# Work to do
Return each line below that contains the word "ring".

-- START --

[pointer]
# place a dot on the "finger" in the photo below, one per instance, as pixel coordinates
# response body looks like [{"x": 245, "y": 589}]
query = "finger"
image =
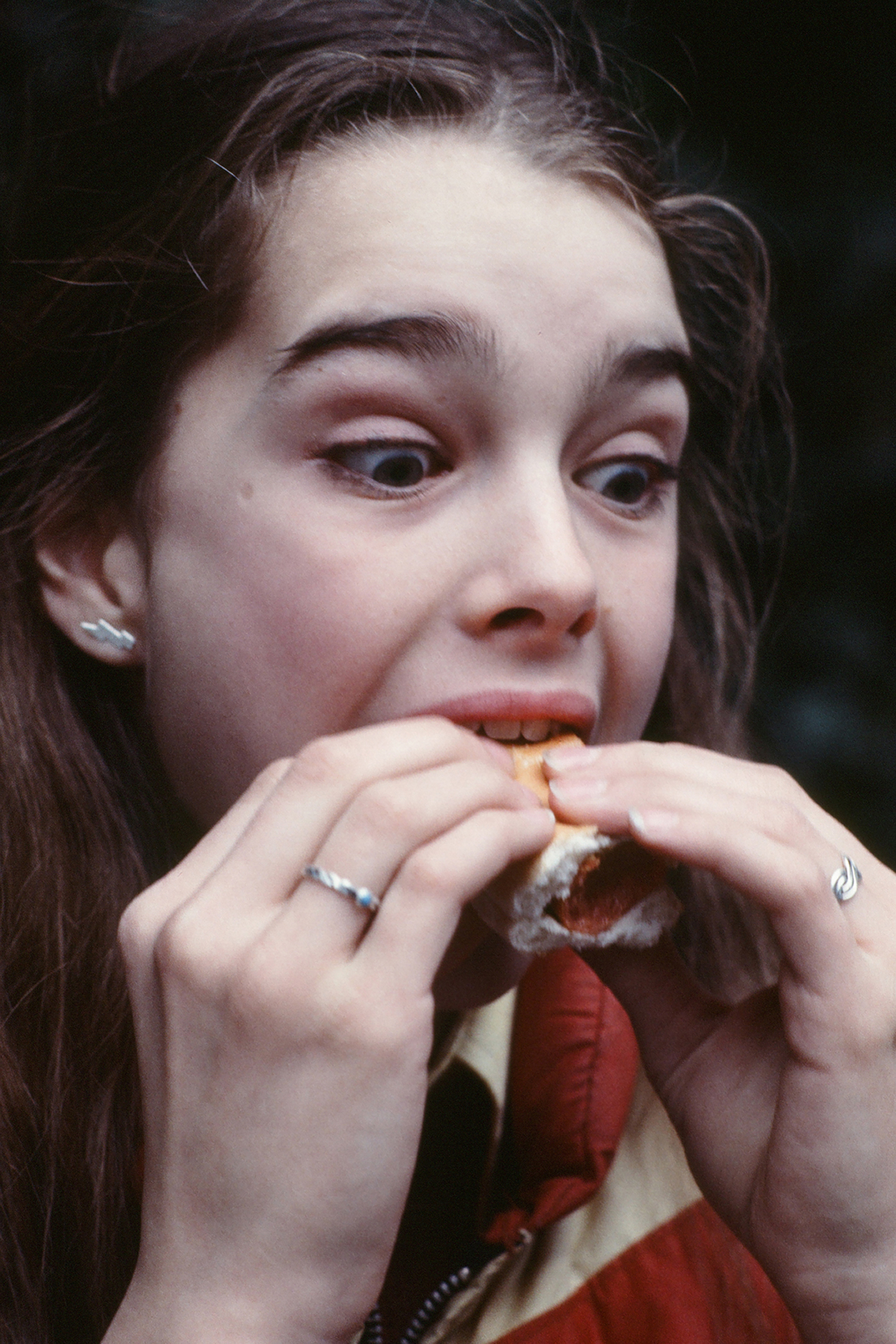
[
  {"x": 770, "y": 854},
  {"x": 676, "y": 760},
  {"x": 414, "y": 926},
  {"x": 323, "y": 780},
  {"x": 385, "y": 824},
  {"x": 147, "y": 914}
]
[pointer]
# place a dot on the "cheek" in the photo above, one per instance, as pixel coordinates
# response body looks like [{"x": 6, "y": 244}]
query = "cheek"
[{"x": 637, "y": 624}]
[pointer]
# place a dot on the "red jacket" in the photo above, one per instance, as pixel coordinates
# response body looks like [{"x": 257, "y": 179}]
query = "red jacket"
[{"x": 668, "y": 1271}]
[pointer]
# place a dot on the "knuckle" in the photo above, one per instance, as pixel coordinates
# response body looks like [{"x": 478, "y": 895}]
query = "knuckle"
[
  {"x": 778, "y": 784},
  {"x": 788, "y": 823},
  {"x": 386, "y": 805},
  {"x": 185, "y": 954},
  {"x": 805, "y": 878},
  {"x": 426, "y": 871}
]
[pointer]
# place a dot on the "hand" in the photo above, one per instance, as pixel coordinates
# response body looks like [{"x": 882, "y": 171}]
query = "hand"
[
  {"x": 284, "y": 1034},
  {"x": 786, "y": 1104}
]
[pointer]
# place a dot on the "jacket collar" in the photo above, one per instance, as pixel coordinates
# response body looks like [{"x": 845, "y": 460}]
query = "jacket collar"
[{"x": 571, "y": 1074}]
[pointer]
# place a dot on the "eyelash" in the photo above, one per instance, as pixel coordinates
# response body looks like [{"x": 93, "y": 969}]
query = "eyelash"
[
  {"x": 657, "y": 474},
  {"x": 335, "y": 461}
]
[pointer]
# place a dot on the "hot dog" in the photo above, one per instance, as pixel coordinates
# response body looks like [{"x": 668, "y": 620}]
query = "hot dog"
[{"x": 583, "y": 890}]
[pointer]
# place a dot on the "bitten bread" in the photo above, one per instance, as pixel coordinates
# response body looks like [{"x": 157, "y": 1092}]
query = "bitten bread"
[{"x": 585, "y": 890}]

-- END --
-- START --

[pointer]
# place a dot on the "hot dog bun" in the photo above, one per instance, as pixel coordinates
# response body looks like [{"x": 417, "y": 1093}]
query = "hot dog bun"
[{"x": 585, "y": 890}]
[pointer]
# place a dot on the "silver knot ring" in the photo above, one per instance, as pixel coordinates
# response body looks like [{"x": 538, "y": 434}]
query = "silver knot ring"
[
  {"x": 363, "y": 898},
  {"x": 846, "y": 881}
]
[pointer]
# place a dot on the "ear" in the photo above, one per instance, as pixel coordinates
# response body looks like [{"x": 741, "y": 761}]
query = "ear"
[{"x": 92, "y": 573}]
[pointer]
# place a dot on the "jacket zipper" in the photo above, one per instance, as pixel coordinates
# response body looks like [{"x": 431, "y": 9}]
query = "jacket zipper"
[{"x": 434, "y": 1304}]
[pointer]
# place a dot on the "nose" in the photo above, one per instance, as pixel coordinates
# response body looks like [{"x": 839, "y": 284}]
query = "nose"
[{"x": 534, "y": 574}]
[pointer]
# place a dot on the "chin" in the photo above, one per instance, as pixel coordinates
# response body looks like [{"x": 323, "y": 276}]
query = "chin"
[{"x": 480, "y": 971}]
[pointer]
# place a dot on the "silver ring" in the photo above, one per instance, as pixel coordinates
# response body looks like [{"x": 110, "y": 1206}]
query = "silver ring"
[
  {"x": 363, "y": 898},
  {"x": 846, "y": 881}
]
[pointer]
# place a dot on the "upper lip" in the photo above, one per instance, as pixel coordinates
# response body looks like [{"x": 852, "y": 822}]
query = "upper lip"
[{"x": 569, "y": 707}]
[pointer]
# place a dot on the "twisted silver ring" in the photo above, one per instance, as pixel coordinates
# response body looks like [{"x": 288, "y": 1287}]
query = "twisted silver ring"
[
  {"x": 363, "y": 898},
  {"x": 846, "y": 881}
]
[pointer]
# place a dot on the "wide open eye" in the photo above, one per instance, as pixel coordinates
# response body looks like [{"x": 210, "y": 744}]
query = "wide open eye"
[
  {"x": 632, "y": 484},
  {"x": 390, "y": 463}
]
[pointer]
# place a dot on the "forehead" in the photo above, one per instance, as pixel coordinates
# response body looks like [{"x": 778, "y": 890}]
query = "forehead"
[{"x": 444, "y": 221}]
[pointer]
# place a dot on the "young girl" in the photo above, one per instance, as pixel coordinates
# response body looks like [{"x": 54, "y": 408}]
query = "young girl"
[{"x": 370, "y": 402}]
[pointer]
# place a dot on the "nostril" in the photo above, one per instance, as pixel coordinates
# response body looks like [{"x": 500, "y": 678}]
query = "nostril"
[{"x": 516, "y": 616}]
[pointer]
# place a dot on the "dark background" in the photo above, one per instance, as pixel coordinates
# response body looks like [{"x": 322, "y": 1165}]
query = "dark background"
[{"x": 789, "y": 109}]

-- END --

# The completed task
# place a dot on the "silver knot ring" in the photo above, one per instance, as pixel coordinates
query = "silver knot ring"
# place a dot on the "silver ring" in the photo above, one per instance, as pixel coordinates
query = "silver ring"
# place a dot on the "twisted silver ring" in the photo above, one per instance, as pixel coordinates
query = "twisted silver ring"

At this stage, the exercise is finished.